%%

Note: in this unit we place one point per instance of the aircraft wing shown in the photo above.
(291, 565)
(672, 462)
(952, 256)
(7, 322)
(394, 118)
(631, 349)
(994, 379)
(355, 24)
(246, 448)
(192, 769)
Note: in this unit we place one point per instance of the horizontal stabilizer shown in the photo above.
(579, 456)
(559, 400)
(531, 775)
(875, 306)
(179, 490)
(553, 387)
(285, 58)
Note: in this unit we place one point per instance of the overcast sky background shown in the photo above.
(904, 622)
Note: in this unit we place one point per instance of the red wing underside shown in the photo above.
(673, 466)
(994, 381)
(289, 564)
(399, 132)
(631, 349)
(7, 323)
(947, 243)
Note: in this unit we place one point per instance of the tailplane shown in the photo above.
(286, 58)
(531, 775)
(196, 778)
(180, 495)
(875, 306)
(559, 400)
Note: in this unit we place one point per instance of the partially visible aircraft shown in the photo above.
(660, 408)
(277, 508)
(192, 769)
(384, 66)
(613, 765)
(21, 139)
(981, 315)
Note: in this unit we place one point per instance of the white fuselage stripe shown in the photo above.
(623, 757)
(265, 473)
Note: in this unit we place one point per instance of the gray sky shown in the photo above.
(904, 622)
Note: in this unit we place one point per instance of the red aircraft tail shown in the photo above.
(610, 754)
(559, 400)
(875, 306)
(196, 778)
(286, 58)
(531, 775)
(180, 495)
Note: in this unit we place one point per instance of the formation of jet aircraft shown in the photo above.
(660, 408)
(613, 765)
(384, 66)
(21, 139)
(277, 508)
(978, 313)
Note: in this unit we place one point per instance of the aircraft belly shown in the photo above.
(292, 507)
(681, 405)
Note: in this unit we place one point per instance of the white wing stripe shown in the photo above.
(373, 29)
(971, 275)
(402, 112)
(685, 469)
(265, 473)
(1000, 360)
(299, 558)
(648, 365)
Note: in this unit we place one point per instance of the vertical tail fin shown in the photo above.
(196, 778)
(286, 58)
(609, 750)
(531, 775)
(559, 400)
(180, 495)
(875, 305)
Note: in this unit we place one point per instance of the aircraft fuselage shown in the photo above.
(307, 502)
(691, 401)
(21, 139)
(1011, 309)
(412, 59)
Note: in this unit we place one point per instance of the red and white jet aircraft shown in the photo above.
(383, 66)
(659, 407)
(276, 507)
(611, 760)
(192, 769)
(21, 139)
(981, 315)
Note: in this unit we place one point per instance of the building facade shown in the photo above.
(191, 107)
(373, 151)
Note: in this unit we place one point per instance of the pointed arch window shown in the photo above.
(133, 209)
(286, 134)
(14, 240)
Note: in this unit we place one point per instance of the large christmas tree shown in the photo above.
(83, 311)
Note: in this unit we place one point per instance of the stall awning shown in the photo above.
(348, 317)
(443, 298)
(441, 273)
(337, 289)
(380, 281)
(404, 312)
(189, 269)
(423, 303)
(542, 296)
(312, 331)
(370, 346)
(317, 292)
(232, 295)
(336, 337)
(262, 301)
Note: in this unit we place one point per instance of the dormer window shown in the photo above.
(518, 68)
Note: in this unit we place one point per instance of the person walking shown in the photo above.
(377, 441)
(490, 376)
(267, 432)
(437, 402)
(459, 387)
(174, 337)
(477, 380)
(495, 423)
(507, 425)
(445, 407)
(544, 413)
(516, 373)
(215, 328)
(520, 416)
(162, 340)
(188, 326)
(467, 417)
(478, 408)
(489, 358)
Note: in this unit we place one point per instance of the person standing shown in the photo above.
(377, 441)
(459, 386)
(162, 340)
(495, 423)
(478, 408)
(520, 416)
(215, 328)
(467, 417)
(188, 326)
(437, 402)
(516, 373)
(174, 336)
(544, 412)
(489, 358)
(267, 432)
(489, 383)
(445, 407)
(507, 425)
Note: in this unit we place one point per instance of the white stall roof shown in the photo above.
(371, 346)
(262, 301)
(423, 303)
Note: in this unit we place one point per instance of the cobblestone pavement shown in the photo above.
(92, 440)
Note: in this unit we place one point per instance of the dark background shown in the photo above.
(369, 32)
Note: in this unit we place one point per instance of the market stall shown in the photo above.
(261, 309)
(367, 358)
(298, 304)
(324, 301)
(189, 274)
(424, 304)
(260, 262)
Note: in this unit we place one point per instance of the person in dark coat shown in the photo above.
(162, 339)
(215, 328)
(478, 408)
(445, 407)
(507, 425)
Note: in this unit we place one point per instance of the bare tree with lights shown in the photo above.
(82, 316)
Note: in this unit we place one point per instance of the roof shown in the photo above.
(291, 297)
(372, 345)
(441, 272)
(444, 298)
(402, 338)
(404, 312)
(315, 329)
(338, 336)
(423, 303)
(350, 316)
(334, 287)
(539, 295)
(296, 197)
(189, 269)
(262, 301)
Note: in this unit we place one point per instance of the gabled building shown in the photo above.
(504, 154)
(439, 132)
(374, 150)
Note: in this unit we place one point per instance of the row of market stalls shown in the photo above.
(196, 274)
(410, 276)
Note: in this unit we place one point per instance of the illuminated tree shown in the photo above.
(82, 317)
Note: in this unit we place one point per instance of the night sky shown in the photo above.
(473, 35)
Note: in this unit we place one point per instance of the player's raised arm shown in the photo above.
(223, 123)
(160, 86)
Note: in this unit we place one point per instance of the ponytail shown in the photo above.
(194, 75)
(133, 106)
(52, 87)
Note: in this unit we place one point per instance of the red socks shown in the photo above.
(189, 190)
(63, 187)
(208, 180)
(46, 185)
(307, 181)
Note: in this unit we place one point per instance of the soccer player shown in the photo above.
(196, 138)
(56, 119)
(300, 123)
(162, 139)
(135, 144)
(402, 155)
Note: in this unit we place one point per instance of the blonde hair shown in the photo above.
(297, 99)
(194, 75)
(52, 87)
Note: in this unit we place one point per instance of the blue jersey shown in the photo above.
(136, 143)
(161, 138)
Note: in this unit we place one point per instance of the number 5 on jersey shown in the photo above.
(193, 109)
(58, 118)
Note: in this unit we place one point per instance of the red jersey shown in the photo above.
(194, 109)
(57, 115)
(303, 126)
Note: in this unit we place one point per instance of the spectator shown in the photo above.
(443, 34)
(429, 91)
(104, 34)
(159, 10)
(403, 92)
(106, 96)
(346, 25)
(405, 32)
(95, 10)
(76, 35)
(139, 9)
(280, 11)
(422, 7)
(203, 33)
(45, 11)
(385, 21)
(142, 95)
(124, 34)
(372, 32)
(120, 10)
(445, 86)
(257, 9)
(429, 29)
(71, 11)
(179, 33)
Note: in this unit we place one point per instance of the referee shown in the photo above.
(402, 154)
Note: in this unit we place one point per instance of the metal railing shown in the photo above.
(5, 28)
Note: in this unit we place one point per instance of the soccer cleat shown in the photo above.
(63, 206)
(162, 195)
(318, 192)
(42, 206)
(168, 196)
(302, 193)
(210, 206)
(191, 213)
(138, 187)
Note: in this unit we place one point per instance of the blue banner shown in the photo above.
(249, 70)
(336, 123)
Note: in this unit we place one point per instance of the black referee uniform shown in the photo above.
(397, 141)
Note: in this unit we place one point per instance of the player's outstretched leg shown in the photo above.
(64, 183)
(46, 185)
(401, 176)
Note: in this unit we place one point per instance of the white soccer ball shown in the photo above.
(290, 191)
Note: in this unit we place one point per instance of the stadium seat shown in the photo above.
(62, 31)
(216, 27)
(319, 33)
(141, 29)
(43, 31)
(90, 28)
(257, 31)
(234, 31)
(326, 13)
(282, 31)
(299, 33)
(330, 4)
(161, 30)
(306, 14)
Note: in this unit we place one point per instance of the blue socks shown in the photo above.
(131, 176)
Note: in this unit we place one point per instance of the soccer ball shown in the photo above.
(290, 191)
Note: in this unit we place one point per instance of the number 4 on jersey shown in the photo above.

%%

THE TASK. Quote the whole listing above, leaving nothing out.

TASK OUTPUT.
Note: in this unit we place one point per instance of the aircraft wing shown in the photo above.
(291, 565)
(672, 462)
(952, 256)
(7, 322)
(394, 118)
(631, 349)
(994, 379)
(355, 24)
(246, 448)
(192, 769)
Note: in this unit we place one point per instance of the horizontal stabilizer shown in the photo above.
(579, 456)
(559, 400)
(531, 775)
(875, 306)
(179, 490)
(553, 387)
(285, 58)
Note: in this unit we place one point per instance of the overcast sky background shown in the photo above.
(904, 622)
Note: in this unit we place one point per instance of the red wing underside shown in the photo above.
(673, 466)
(994, 381)
(289, 564)
(399, 132)
(631, 349)
(7, 323)
(947, 243)
Note: in this unit we place one point per instance of the tailplane shown in the photo above.
(286, 58)
(531, 775)
(196, 778)
(180, 495)
(875, 306)
(559, 400)
Note: in this unit we place one point per instance of the partially visible aircraft shown in the photo above.
(660, 408)
(277, 508)
(192, 769)
(384, 66)
(613, 765)
(21, 139)
(981, 315)
Note: in this unit we place one point per instance of the white fuselage stripe shown in the photo above.
(623, 757)
(265, 473)
Note: in this unit we place one point per instance of the gray sky shown in the photo above.
(904, 622)
Note: in this unit we place one point per instance of the red aircraft tail shown in the photo above.
(610, 754)
(559, 400)
(875, 306)
(196, 778)
(286, 58)
(531, 775)
(180, 495)
Note: in this unit we place one point per instance of the formation of jet aircraft shown in the photo above.
(660, 408)
(613, 765)
(384, 66)
(21, 139)
(277, 508)
(978, 313)
Note: in this unit we place one point per instance of the aircraft belly shown in the photo above.
(292, 507)
(681, 405)
Note: in this unit we place one point per instance of the white wing stripe shown in the photo above.
(373, 29)
(971, 275)
(402, 112)
(685, 469)
(265, 473)
(1000, 360)
(299, 558)
(648, 365)
Note: in this unit we place one point per instance of the vertical tail fin shown in the photo above.
(196, 778)
(286, 58)
(609, 750)
(531, 775)
(559, 400)
(180, 495)
(875, 305)
Note: in this unit we place one point per instance of the aircraft fuselage shown in the photo above.
(307, 502)
(691, 401)
(21, 139)
(1011, 309)
(412, 59)
Note: in this unit we place one point per instance of the red and white jet aircraft shown in the photo above.
(383, 66)
(659, 407)
(276, 507)
(611, 760)
(192, 769)
(21, 139)
(981, 315)
Note: in this unit we place one point per instance of the building facade shown in the photo above.
(191, 107)
(373, 151)
Note: in this unit we place one point per instance of the pointed arch window shown in the photo above.
(133, 209)
(286, 134)
(14, 240)
Note: in this unit we place one point per instance of the large christmas tree shown in the photo above.
(83, 311)
Note: in this unit we place one point per instance of the stall awning shown in the photo above.
(348, 317)
(443, 298)
(441, 273)
(337, 289)
(380, 281)
(404, 312)
(189, 269)
(423, 303)
(542, 296)
(312, 331)
(370, 346)
(317, 292)
(232, 295)
(336, 337)
(262, 301)
Note: in this unit we place one point per instance of the dormer window shown in the photo above.
(518, 68)
Note: in this unit we place one point per instance of the person walking shown in the photo above.
(377, 441)
(490, 376)
(267, 432)
(437, 402)
(459, 387)
(174, 337)
(477, 380)
(495, 423)
(507, 425)
(445, 407)
(544, 413)
(516, 373)
(215, 328)
(520, 416)
(162, 340)
(188, 326)
(467, 417)
(478, 408)
(489, 358)
Note: in this unit we place one point per instance of the person standing shown in the photo above.
(377, 441)
(459, 386)
(162, 340)
(495, 423)
(478, 408)
(520, 416)
(215, 328)
(467, 417)
(188, 326)
(437, 402)
(516, 373)
(174, 336)
(544, 412)
(489, 358)
(267, 432)
(489, 383)
(445, 407)
(507, 425)
Note: in this unit we place one point per instance of the white stall roof shown in the photo above.
(371, 346)
(262, 301)
(423, 303)
Note: in this unit we place one point per instance of the cobblestone pavement shown in the photo above.
(92, 440)
Note: in this unit we place one point per instance of the dark background shown in the photo above.
(369, 32)
Note: in this unit we place one point per instance of the market stall shown in the photo above.
(261, 309)
(367, 358)
(298, 304)
(324, 301)
(189, 274)
(424, 304)
(260, 262)
Note: in this unit we place one point per instance of the person in dark coat shown in the photo above.
(162, 339)
(215, 328)
(478, 408)
(445, 407)
(507, 425)
Note: in this unit we place one point per instance of the bare tree with lights shown in the photo above.
(82, 316)
Note: in this unit we place one point per instance of the roof shown in the photo above.
(291, 297)
(372, 345)
(441, 272)
(444, 298)
(402, 338)
(404, 312)
(315, 329)
(338, 336)
(423, 303)
(350, 316)
(334, 287)
(539, 295)
(296, 197)
(189, 269)
(262, 301)
Note: in this unit we place one point per instance of the gabled building shown in the photo above.
(504, 154)
(439, 132)
(374, 150)
Note: in this unit we place one point per instance of the row of market stalls shown in the photo above.
(196, 274)
(410, 276)
Note: in this unit we place one point per instance of the illuminated tree shown in the photo above.
(82, 317)
Note: in this unit we place one point per instance of the night sky shown in the photo above.
(473, 35)
Note: in this unit we place one point per instance of the player's raised arm shown in the photo above.
(223, 123)
(160, 86)
Note: in this unit we place one point per instance of the ponytail shown in the photo above.
(194, 75)
(133, 106)
(52, 87)
Note: in this unit we place one point per instance of the red socks shown in the photo above.
(189, 190)
(63, 187)
(208, 180)
(46, 185)
(307, 181)
Note: in this unit we place one point per instance of the soccer player shown in the photo above.
(196, 138)
(56, 119)
(300, 123)
(162, 139)
(135, 144)
(402, 155)
Note: in this unit we place one point per instance of the blonde hair shown in the photo above.
(297, 99)
(194, 75)
(52, 87)
Note: in this unit we place one point per instance of the blue jersey shown in the photo above.
(136, 143)
(161, 138)
Note: in this unit we place one point per instance of the number 5 on jersey shown in the photo above.
(193, 109)
(58, 118)
Note: in this unit we place one point per instance of the red jersey shown in the photo above.
(194, 109)
(57, 115)
(303, 126)
Note: in this unit we place one point per instance of the spectator shown in the photo above.
(443, 34)
(429, 91)
(104, 34)
(159, 10)
(403, 92)
(106, 96)
(346, 25)
(405, 32)
(95, 10)
(76, 35)
(139, 9)
(280, 11)
(422, 7)
(203, 33)
(45, 11)
(385, 21)
(142, 95)
(124, 34)
(372, 32)
(120, 10)
(445, 86)
(257, 9)
(429, 29)
(71, 11)
(179, 33)
Note: in this unit we place one point per instance of the referee shown in the photo above.
(402, 154)
Note: in this unit we place one point per instance of the metal railing shown in the photo above.
(5, 28)
Note: in this unit we place one point per instance of the soccer cleat shown in the photo above.
(63, 206)
(162, 195)
(318, 192)
(42, 206)
(168, 196)
(302, 193)
(210, 206)
(191, 213)
(138, 187)
Note: in this unit we place one point per instance of the blue banner shown in the photo above.
(249, 70)
(336, 123)
Note: in this unit we place one point per instance of the black referee uniform shown in the photo above.
(397, 141)
Note: in this unit we place one point per instance of the player's outstretched leg shown in the photo above.
(64, 183)
(46, 185)
(401, 176)
Note: in this unit we place one point per instance of the white soccer ball shown in the photo above.
(290, 191)
Note: in this unit we place one point per instance of the stadium seat shown in the photo above.
(62, 31)
(216, 27)
(319, 33)
(141, 29)
(43, 31)
(90, 28)
(257, 31)
(234, 31)
(326, 13)
(282, 31)
(299, 33)
(330, 4)
(161, 30)
(306, 14)
Note: in this unit we place one point per instance of the blue socks shown in the photo above.
(131, 176)
Note: in this unit we place one point per instance of the soccer ball shown in the photo above.
(290, 191)
Note: in this unit we place one point per instance of the number 4 on jersey shown in the photo above.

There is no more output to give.